### SOURCE PASSAGE
BEGIN

Ruth Adams signing a commemorative edition of the Russell-Einstein Manifesto for Thinker's Lodge



In deepest sadness, the following message is sent to her (and our) many friends and colleagues:

Ruth Salzman Adams, of Chicago, Washington, Basalt, Colorado, and more recently San Diego, succumbed peacefully to cancer at her home on Friday evening, February 25, 2005 in the loving company of her husband of 51 years, Robert McC. Adams, daughters Gail Lorien, Beth Skinner, and Megan Adams, and grandchildren Nico and Gabi Herbst and Reese Adams-Romagnoli. Born July 25, 1923, she first entered the labor force in 1942 as recreation director in a wartime Oregon shipyard (and was terminated after organizing an interracial dance). A profoundly generous and caring person as well as a principled mover-and-shaker in many non-governmental organizations, her field of action was worldwide. Fellow, American Academy of Arts and Sciences, her edited and co-edited books include works on human migrations, the anti-ballistic missile, and contemporary China. At the time of her death she was a Board member, Trust for Mutual Understanding and the Maki Foundation; and a course director and consultant to the Italian School on Disarmament and Research on Conflict (ISODARCO). Formerly she had been Program Director for Peace and International Cooperation of the John D. and Catherine T, MacArthur Foundation; and prior to that Editor, Bulletin of the Atomic Scientists. She was an original (1957) and continuing participant in the Pugwash International Conferences on Science and World Affairs (with a special attachment to the Student Pugwash movement). In the later decades of the Cold War she frequently had a facilitating role in maintaining the flow of policy-oriented communication and understanding on nuclear issues between senior Western and Soviet scientists.

END

### DATA RECORDS
BEGIN

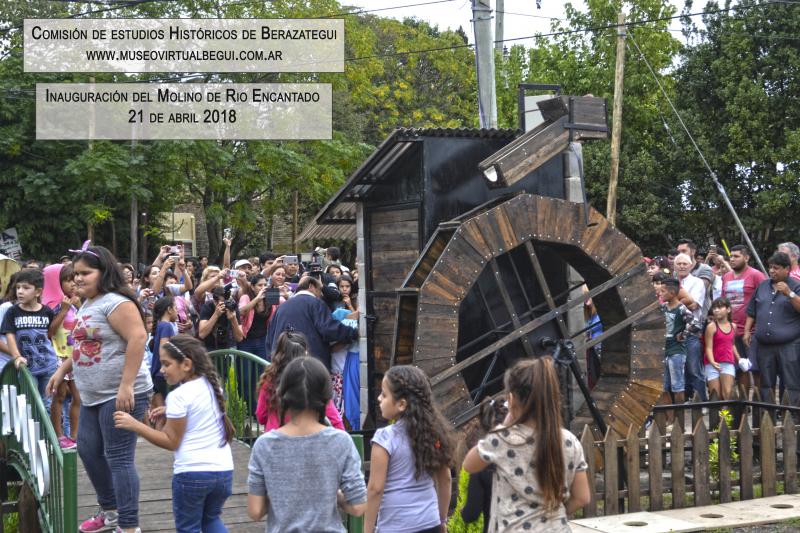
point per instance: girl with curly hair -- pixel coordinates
(409, 483)
(197, 429)
(290, 346)
(540, 472)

END

### TASKS
• A. According to the Ruth Adams obituary, in what year did she first take part in the Pugwash International Conferences on Science and World Affairs?
• B. Using the Ruth Adams obituary, mark each statement yes or no and quote the words that decide it: (i) She was born in 1923. (ii) When she died, she was the editor of the Bulletin of the Atomic Scientists. (iii) Robert McC. Adams had been her husband for 51 years.
• C. Based on the Ruth Adams obituary, explain how her first job ended.

### SET OF ANSWERS
• A. 1957

• B.
(i) Yes: "Born July 25, 1923"
(ii) No: "Formerly she had been Program Director for Peace and International Cooperation of the John D. and Catherine T, MacArthur Foundation; and prior to that Editor, Bulletin of the Atomic Scientists"
(iii) Yes: "her husband of 51 years, Robert McC. Adams"

• C. In 1942 she joined the labor force as recreation director in a wartime Oregon shipyard. She was terminated after she organized an interracial dance.